#### AIM OF THE EXERCISE:
Locate every line in the rows below that contains the word "black", and copy each of those lines.

#### RECORDS TO USE:
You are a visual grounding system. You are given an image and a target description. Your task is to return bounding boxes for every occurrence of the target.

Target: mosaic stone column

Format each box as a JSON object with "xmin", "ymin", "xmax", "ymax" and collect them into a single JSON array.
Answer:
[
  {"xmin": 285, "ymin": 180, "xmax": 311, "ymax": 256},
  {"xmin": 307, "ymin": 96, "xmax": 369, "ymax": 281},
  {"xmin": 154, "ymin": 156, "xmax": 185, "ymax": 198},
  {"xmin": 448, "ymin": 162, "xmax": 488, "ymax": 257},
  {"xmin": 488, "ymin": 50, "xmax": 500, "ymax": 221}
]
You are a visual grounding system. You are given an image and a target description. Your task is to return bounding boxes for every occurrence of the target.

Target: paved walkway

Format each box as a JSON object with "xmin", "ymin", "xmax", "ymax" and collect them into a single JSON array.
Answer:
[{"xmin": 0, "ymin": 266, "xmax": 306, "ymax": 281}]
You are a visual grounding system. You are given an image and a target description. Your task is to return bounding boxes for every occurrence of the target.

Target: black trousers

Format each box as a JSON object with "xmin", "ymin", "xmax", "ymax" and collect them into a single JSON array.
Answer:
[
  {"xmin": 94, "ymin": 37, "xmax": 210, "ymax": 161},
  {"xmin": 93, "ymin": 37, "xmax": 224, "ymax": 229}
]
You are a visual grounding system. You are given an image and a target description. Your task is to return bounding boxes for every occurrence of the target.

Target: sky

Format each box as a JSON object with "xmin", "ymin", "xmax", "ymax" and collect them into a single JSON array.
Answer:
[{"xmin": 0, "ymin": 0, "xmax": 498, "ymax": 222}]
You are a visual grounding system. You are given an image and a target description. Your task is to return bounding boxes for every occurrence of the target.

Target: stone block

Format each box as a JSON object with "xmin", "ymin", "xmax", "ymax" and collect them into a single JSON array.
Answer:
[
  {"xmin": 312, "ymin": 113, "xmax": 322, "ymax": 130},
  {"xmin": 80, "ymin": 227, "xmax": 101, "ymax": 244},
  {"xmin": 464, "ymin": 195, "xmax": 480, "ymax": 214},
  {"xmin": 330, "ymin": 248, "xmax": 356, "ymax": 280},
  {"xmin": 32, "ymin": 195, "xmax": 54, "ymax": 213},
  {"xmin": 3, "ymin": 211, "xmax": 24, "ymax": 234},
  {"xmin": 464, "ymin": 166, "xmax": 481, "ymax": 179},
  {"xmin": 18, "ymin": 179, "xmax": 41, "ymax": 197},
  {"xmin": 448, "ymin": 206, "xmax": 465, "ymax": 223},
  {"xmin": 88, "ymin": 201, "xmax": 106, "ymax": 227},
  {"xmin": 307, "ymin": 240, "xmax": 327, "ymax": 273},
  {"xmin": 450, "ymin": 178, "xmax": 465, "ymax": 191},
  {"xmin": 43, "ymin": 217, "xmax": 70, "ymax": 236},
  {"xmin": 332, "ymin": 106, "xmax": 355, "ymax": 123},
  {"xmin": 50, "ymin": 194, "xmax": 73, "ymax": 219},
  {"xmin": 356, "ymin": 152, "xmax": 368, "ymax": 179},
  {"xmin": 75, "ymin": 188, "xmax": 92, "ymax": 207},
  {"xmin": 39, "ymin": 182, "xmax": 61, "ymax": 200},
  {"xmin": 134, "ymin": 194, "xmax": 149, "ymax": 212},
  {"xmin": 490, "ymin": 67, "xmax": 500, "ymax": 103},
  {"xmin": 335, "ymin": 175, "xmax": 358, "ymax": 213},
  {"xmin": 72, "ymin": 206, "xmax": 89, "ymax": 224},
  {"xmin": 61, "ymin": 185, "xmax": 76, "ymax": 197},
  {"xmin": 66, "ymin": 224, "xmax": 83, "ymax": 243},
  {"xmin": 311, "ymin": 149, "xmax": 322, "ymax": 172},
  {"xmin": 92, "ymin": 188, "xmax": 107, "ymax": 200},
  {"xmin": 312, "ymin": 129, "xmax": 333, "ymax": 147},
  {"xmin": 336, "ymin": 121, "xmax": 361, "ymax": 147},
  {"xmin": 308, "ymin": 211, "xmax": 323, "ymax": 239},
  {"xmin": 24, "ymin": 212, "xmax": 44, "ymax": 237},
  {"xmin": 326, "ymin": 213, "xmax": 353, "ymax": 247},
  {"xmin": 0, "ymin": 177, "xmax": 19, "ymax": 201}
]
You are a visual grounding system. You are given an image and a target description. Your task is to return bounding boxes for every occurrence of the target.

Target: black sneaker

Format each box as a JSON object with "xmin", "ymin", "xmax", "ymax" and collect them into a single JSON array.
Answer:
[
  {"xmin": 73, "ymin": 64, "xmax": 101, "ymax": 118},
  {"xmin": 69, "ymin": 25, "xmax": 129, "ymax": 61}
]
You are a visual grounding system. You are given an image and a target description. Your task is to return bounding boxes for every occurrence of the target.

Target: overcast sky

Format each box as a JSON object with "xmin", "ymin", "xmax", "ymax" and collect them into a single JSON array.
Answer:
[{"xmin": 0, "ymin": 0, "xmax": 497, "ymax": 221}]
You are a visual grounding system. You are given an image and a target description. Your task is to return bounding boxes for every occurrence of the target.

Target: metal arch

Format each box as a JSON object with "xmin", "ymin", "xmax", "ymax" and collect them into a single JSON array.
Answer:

#### THE SOLUTION:
Target: black trousers
Target: black sneaker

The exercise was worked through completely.